- [Given instruction] Set out the item lines below as a numbered list, from the line containing "Might I ask you to point at the knuckle" through the line containing "point(277, 65)", both included, and leave out any blank lines.

Extracted records
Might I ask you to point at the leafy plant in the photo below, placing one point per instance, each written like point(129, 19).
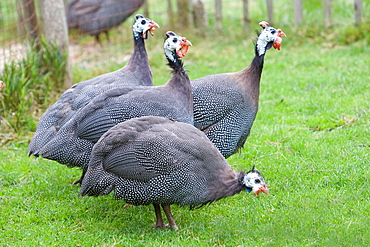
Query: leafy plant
point(29, 83)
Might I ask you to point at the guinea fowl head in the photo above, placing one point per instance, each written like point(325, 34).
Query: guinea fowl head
point(175, 46)
point(268, 37)
point(143, 25)
point(255, 182)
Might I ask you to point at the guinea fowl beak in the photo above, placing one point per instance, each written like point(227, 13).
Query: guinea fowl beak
point(183, 47)
point(151, 28)
point(263, 189)
point(278, 40)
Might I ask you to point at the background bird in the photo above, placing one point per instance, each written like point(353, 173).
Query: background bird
point(155, 160)
point(73, 143)
point(136, 72)
point(225, 105)
point(97, 16)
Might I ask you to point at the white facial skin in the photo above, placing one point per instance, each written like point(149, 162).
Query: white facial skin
point(172, 43)
point(267, 35)
point(255, 181)
point(143, 24)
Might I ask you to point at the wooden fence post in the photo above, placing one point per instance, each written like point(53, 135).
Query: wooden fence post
point(53, 18)
point(298, 12)
point(218, 16)
point(170, 13)
point(246, 21)
point(358, 11)
point(327, 13)
point(184, 13)
point(28, 20)
point(270, 12)
point(199, 15)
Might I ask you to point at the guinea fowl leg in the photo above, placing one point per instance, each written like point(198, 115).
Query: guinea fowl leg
point(79, 181)
point(158, 215)
point(171, 221)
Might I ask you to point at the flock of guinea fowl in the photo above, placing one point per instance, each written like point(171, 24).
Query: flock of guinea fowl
point(159, 145)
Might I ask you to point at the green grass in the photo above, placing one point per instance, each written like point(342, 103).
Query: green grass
point(310, 141)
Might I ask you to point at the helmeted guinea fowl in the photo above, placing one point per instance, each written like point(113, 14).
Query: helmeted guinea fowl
point(155, 160)
point(136, 72)
point(97, 16)
point(73, 143)
point(225, 105)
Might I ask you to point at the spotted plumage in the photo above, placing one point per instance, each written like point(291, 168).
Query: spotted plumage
point(155, 160)
point(97, 16)
point(73, 143)
point(225, 105)
point(136, 72)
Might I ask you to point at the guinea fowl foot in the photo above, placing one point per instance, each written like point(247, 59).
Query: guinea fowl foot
point(127, 205)
point(158, 214)
point(79, 181)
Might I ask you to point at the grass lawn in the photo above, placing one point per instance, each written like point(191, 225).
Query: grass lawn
point(310, 141)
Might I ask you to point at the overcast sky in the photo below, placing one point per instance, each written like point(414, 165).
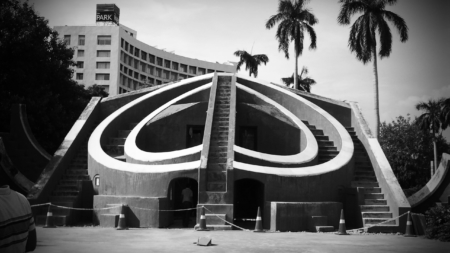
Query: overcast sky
point(212, 30)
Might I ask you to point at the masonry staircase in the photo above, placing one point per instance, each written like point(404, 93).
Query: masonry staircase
point(68, 191)
point(115, 147)
point(327, 150)
point(373, 205)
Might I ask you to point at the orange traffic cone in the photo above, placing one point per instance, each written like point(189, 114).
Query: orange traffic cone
point(202, 221)
point(122, 221)
point(258, 225)
point(409, 228)
point(49, 220)
point(342, 229)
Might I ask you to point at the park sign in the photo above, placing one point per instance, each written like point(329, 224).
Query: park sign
point(108, 13)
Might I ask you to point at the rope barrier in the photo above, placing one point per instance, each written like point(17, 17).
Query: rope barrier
point(226, 221)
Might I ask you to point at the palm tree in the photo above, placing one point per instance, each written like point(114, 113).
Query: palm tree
point(294, 19)
point(362, 38)
point(251, 61)
point(304, 82)
point(430, 120)
point(445, 117)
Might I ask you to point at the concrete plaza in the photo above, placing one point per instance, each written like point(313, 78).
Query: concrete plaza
point(96, 239)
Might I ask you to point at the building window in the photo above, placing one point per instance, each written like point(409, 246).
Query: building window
point(192, 70)
point(104, 40)
point(174, 65)
point(103, 53)
point(103, 65)
point(167, 64)
point(80, 40)
point(101, 76)
point(151, 58)
point(67, 39)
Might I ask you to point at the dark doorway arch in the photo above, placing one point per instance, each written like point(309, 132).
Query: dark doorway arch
point(175, 197)
point(248, 195)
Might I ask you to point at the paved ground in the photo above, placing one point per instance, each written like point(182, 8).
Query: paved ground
point(95, 239)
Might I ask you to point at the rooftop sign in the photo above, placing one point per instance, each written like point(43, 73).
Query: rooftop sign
point(108, 13)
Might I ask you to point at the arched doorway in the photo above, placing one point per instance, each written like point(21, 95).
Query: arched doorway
point(248, 196)
point(175, 197)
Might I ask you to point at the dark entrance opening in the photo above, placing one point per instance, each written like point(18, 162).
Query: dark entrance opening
point(175, 197)
point(194, 135)
point(248, 137)
point(248, 196)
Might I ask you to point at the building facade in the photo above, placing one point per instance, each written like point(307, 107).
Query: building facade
point(112, 57)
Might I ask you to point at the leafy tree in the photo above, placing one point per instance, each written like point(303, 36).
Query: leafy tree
point(445, 116)
point(409, 151)
point(362, 38)
point(304, 82)
point(251, 61)
point(36, 70)
point(294, 19)
point(430, 120)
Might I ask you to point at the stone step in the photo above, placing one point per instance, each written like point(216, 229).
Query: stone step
point(374, 208)
point(123, 133)
point(217, 166)
point(355, 184)
point(373, 221)
point(217, 154)
point(369, 189)
point(216, 186)
point(217, 160)
point(218, 227)
point(322, 137)
point(374, 202)
point(374, 196)
point(364, 173)
point(366, 178)
point(324, 229)
point(215, 219)
point(385, 215)
point(65, 193)
point(216, 176)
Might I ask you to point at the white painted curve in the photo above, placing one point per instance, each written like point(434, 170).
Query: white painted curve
point(307, 155)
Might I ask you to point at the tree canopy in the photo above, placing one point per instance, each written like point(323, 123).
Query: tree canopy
point(36, 70)
point(251, 61)
point(409, 150)
point(294, 19)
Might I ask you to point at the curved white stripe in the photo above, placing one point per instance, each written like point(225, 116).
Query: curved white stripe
point(336, 163)
point(135, 153)
point(98, 154)
point(307, 155)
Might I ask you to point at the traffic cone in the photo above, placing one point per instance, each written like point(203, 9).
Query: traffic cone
point(122, 222)
point(258, 225)
point(409, 228)
point(202, 221)
point(342, 229)
point(49, 220)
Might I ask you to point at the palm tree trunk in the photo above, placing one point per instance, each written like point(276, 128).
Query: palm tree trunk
point(377, 103)
point(296, 72)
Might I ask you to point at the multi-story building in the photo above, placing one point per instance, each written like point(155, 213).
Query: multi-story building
point(112, 57)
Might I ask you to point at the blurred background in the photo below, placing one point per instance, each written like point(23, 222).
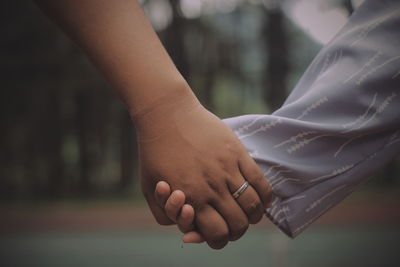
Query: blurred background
point(69, 192)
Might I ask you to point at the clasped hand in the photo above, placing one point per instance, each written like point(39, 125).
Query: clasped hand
point(202, 163)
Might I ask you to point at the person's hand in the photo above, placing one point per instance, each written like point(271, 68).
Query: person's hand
point(195, 152)
point(182, 214)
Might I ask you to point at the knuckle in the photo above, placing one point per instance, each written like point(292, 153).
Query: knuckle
point(220, 237)
point(257, 177)
point(217, 245)
point(163, 221)
point(255, 206)
point(239, 231)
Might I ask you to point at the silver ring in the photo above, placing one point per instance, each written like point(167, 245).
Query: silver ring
point(240, 190)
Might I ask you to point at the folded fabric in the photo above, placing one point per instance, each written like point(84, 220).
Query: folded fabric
point(340, 123)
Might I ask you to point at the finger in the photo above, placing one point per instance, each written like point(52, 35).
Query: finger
point(233, 215)
point(162, 192)
point(158, 213)
point(248, 200)
point(192, 237)
point(212, 227)
point(253, 174)
point(186, 218)
point(174, 204)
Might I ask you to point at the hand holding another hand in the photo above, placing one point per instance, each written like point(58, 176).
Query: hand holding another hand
point(195, 152)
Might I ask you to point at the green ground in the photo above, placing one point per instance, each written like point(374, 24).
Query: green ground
point(319, 246)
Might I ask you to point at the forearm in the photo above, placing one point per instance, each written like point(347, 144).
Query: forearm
point(120, 41)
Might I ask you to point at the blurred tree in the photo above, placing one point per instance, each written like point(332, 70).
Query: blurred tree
point(277, 65)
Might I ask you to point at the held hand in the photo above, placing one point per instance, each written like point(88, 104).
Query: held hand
point(195, 152)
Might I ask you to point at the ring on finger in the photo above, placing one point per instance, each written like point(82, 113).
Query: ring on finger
point(240, 190)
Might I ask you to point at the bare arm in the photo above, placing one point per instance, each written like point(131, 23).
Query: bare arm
point(179, 141)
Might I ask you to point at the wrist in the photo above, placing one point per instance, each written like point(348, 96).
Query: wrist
point(157, 115)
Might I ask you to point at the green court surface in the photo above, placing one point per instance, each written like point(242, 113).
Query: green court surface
point(320, 246)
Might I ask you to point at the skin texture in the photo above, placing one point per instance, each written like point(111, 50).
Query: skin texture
point(180, 142)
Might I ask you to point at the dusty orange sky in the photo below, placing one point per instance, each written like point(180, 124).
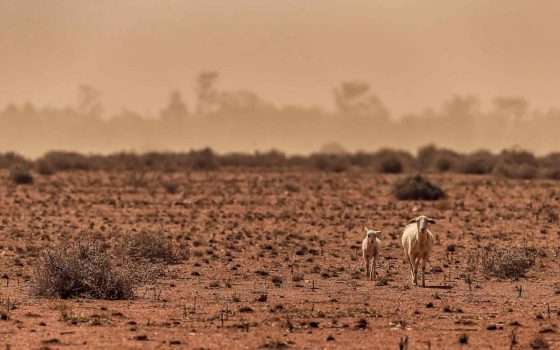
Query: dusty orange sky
point(414, 53)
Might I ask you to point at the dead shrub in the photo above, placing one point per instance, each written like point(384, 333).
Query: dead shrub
point(478, 163)
point(82, 269)
point(417, 188)
point(510, 263)
point(150, 246)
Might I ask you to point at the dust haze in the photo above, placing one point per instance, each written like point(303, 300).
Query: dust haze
point(257, 75)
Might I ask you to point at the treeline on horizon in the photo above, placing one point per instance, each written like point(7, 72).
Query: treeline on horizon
point(513, 163)
point(241, 121)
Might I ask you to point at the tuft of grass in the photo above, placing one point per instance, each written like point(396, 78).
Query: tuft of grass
point(417, 188)
point(510, 263)
point(151, 246)
point(82, 269)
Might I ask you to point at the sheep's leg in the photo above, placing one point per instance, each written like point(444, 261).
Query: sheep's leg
point(416, 263)
point(410, 264)
point(374, 263)
point(424, 273)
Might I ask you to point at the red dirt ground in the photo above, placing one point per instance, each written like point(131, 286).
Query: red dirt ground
point(246, 229)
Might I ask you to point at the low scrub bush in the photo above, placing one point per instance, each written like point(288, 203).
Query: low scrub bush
point(508, 263)
point(417, 188)
point(83, 269)
point(150, 246)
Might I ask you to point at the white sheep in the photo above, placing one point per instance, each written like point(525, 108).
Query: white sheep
point(370, 251)
point(417, 243)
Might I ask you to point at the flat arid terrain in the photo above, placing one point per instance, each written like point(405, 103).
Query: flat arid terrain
point(272, 260)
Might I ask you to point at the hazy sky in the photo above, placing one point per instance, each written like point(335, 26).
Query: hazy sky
point(414, 53)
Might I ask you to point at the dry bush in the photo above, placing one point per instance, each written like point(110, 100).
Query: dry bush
point(510, 263)
point(330, 162)
point(417, 188)
point(478, 163)
point(20, 175)
point(150, 246)
point(65, 161)
point(432, 158)
point(83, 269)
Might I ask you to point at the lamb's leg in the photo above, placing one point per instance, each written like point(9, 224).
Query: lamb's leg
point(416, 263)
point(424, 273)
point(410, 264)
point(374, 263)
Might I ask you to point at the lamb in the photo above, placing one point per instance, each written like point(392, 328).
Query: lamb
point(417, 243)
point(370, 251)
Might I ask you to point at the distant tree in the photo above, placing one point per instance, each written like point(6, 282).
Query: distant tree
point(89, 101)
point(516, 108)
point(355, 98)
point(176, 110)
point(206, 92)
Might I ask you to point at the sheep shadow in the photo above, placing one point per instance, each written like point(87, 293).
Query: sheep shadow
point(440, 286)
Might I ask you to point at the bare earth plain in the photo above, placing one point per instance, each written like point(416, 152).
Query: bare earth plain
point(273, 261)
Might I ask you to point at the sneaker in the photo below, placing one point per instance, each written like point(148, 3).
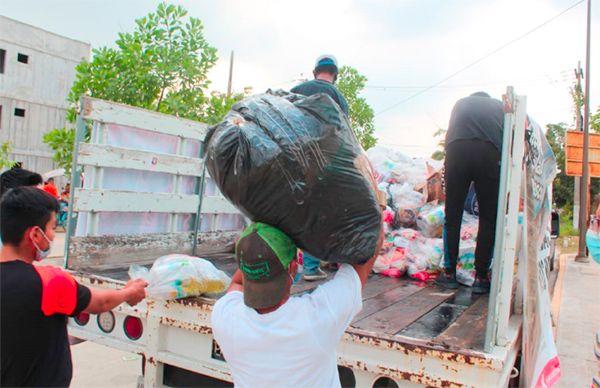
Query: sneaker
point(481, 285)
point(447, 280)
point(316, 274)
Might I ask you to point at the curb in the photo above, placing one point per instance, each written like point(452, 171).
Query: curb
point(556, 297)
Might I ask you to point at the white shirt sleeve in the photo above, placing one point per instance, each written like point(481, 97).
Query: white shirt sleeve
point(335, 304)
point(221, 316)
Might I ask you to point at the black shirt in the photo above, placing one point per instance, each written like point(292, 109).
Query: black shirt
point(477, 117)
point(315, 86)
point(34, 304)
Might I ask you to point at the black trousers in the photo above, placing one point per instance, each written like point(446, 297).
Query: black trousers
point(469, 161)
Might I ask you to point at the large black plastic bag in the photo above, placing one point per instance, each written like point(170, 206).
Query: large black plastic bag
point(293, 162)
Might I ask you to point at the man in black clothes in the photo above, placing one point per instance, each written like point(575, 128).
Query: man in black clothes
point(325, 72)
point(36, 300)
point(473, 154)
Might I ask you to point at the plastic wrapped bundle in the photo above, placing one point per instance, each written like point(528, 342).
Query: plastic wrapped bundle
point(293, 162)
point(179, 276)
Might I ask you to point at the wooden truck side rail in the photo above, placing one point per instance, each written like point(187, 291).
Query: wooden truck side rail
point(378, 344)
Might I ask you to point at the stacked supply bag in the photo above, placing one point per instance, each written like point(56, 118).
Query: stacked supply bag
point(294, 162)
point(414, 218)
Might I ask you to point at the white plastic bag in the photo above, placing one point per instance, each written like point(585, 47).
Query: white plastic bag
point(465, 269)
point(431, 221)
point(179, 276)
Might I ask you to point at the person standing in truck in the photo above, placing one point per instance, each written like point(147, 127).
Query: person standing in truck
point(473, 154)
point(35, 300)
point(325, 73)
point(272, 339)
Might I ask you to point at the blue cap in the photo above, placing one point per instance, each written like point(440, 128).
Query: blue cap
point(326, 60)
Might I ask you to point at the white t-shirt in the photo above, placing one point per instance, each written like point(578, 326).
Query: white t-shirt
point(293, 346)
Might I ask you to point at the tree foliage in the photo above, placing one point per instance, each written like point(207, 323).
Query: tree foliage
point(162, 66)
point(61, 141)
point(5, 150)
point(350, 83)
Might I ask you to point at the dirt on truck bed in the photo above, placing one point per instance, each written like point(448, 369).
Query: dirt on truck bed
point(450, 319)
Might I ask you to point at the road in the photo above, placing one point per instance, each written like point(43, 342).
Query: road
point(577, 311)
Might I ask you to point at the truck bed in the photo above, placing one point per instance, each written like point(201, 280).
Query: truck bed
point(400, 307)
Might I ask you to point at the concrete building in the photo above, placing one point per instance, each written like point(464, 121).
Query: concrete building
point(37, 70)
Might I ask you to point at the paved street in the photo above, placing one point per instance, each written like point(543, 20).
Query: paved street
point(578, 321)
point(577, 308)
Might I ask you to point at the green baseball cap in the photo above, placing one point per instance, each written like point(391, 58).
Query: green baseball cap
point(264, 254)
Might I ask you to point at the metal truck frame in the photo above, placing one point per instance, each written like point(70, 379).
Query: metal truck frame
point(178, 333)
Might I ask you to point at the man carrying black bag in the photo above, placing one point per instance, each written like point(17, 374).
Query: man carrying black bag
point(272, 339)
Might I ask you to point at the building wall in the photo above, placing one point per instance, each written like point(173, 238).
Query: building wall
point(40, 87)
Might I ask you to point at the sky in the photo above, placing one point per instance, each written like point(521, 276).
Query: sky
point(419, 56)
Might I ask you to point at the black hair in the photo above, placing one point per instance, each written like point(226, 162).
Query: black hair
point(481, 94)
point(18, 177)
point(23, 208)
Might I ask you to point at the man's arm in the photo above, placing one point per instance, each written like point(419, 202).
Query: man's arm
point(106, 300)
point(237, 282)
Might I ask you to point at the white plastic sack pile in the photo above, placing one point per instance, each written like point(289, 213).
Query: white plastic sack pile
point(180, 276)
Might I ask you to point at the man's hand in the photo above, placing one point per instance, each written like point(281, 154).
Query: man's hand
point(136, 291)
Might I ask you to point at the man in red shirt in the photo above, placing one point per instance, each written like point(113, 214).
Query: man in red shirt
point(35, 300)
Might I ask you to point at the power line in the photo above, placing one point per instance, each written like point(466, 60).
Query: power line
point(480, 59)
point(564, 76)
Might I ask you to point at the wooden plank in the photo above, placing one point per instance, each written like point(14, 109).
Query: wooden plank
point(468, 331)
point(386, 299)
point(110, 252)
point(101, 155)
point(397, 316)
point(220, 205)
point(440, 318)
point(101, 200)
point(114, 113)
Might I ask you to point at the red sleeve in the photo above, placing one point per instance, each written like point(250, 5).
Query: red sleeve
point(59, 291)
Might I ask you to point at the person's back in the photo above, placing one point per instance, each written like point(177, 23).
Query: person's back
point(315, 86)
point(38, 353)
point(476, 117)
point(270, 339)
point(293, 346)
point(36, 300)
point(325, 73)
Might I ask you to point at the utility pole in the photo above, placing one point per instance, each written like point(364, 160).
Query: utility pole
point(230, 75)
point(583, 212)
point(578, 127)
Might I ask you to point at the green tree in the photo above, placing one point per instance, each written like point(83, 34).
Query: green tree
point(162, 65)
point(595, 121)
point(5, 150)
point(563, 185)
point(350, 83)
point(61, 142)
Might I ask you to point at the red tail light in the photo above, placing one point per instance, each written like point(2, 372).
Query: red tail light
point(133, 328)
point(82, 318)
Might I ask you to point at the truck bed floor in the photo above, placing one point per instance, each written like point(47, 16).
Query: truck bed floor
point(453, 319)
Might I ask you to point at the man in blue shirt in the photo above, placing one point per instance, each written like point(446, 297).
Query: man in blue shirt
point(325, 73)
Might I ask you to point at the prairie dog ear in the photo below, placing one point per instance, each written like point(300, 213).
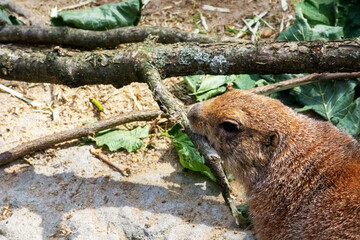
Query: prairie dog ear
point(273, 139)
point(229, 87)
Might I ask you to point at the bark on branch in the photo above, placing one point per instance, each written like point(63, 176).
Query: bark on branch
point(95, 39)
point(176, 109)
point(50, 140)
point(120, 66)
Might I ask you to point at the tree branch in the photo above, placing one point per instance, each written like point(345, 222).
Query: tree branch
point(176, 109)
point(120, 66)
point(96, 39)
point(50, 140)
point(295, 82)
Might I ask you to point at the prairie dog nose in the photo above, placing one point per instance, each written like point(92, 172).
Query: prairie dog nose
point(194, 112)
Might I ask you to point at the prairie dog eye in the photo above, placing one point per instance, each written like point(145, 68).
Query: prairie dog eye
point(230, 126)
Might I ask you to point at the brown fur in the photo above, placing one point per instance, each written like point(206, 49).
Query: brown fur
point(302, 176)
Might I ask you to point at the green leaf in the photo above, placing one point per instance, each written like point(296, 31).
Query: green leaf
point(352, 23)
point(8, 18)
point(205, 87)
point(129, 140)
point(318, 11)
point(301, 31)
point(193, 81)
point(107, 16)
point(211, 93)
point(243, 213)
point(246, 81)
point(351, 122)
point(189, 157)
point(213, 82)
point(331, 100)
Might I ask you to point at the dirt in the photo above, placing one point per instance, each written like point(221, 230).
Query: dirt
point(63, 108)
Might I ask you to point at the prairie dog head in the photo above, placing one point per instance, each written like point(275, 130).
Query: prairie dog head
point(245, 129)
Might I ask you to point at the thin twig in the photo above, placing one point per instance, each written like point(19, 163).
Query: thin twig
point(176, 109)
point(50, 140)
point(94, 39)
point(295, 82)
point(22, 11)
point(103, 158)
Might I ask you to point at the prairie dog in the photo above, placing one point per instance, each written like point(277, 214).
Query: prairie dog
point(302, 176)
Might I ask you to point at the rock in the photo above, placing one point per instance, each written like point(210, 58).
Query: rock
point(76, 196)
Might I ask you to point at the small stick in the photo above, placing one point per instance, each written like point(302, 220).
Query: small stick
point(295, 82)
point(76, 5)
point(103, 158)
point(50, 140)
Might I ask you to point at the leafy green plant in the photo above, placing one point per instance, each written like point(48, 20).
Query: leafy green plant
point(7, 18)
point(205, 87)
point(335, 101)
point(116, 139)
point(189, 157)
point(107, 16)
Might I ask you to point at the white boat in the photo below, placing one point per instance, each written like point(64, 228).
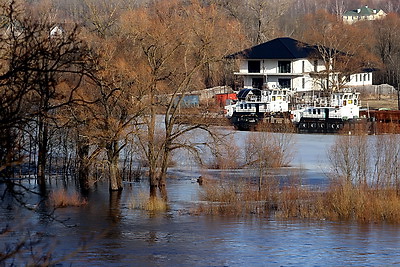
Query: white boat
point(309, 112)
point(327, 114)
point(254, 105)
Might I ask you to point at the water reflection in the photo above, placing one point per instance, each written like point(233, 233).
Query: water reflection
point(117, 235)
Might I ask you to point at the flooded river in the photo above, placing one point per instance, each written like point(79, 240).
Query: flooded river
point(107, 232)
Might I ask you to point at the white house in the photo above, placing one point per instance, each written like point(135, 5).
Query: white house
point(363, 13)
point(287, 63)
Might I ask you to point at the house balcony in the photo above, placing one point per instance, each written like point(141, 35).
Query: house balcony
point(246, 73)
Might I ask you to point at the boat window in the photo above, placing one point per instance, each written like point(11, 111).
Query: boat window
point(254, 66)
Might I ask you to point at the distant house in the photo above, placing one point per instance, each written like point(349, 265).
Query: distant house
point(363, 13)
point(287, 63)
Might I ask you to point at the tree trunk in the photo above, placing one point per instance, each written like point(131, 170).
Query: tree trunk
point(43, 131)
point(83, 164)
point(113, 161)
point(152, 158)
point(163, 174)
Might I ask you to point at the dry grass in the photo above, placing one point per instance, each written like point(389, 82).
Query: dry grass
point(144, 202)
point(339, 202)
point(235, 199)
point(61, 199)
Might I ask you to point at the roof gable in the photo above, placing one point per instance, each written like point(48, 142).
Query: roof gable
point(279, 48)
point(363, 11)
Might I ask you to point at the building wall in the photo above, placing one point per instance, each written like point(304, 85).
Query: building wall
point(299, 76)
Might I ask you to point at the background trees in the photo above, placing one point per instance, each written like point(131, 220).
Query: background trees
point(175, 48)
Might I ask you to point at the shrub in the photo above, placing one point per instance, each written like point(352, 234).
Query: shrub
point(61, 198)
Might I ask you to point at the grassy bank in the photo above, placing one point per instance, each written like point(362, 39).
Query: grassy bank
point(341, 201)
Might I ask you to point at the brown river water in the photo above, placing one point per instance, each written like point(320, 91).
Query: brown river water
point(107, 232)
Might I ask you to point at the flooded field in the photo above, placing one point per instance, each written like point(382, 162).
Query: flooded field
point(108, 232)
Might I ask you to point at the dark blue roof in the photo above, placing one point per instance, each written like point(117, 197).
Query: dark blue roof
point(279, 48)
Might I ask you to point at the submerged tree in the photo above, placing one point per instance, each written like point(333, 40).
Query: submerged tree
point(173, 42)
point(43, 67)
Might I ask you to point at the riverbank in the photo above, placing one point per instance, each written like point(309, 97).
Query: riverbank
point(339, 202)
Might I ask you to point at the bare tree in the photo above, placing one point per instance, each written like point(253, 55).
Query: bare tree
point(173, 43)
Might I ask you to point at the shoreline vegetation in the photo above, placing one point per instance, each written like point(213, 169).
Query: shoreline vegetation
point(339, 202)
point(364, 182)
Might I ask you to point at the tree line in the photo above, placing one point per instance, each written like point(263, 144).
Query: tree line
point(83, 83)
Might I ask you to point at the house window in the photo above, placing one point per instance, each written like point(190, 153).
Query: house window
point(284, 83)
point(254, 66)
point(284, 67)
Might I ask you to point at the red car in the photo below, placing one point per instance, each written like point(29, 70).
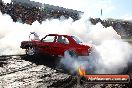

- [Reply to the task]
1. Might I ask you to point at the knuckle in the photo above, placing one point per instance, each written like point(292, 153).
2. Query: knuckle
3. point(220, 237)
4. point(257, 177)
5. point(217, 245)
6. point(163, 221)
7. point(255, 206)
8. point(239, 231)
9. Might I ask you to point at the silver ring in the photo above, placing one point per instance, each written like point(167, 245).
10. Query: silver ring
11. point(240, 190)
12. Might I ask you to point at the folded fabric in the photo above, placing one point per instance, each written like point(84, 220).
13. Query: folded fabric
14. point(340, 123)
15. Might I ask you to point at the finger in the photo above, placing one point per instance, each written like point(52, 35).
16. Query: finger
17. point(233, 215)
18. point(162, 192)
19. point(158, 213)
20. point(248, 200)
21. point(192, 237)
22. point(212, 227)
23. point(253, 174)
24. point(186, 218)
25. point(174, 204)
26. Might I ask you to point at the hand holding another hand in the photo above, placing one point per instance, each written like point(58, 176).
27. Query: hand holding another hand
28. point(195, 152)
29. Might I ask you to point at the green ground in the photo above, placing one point per instance, each written like point(374, 24).
30. Query: green ground
31. point(319, 246)
32. Might I ask you to point at the forearm in the photo above, placing one point per instance, each written like point(347, 144).
33. Query: forearm
34. point(120, 41)
35. Might I ask you to point at the blurred tree in the photo above, placing one point per instance, each written like point(332, 70).
36. Query: blurred tree
37. point(277, 65)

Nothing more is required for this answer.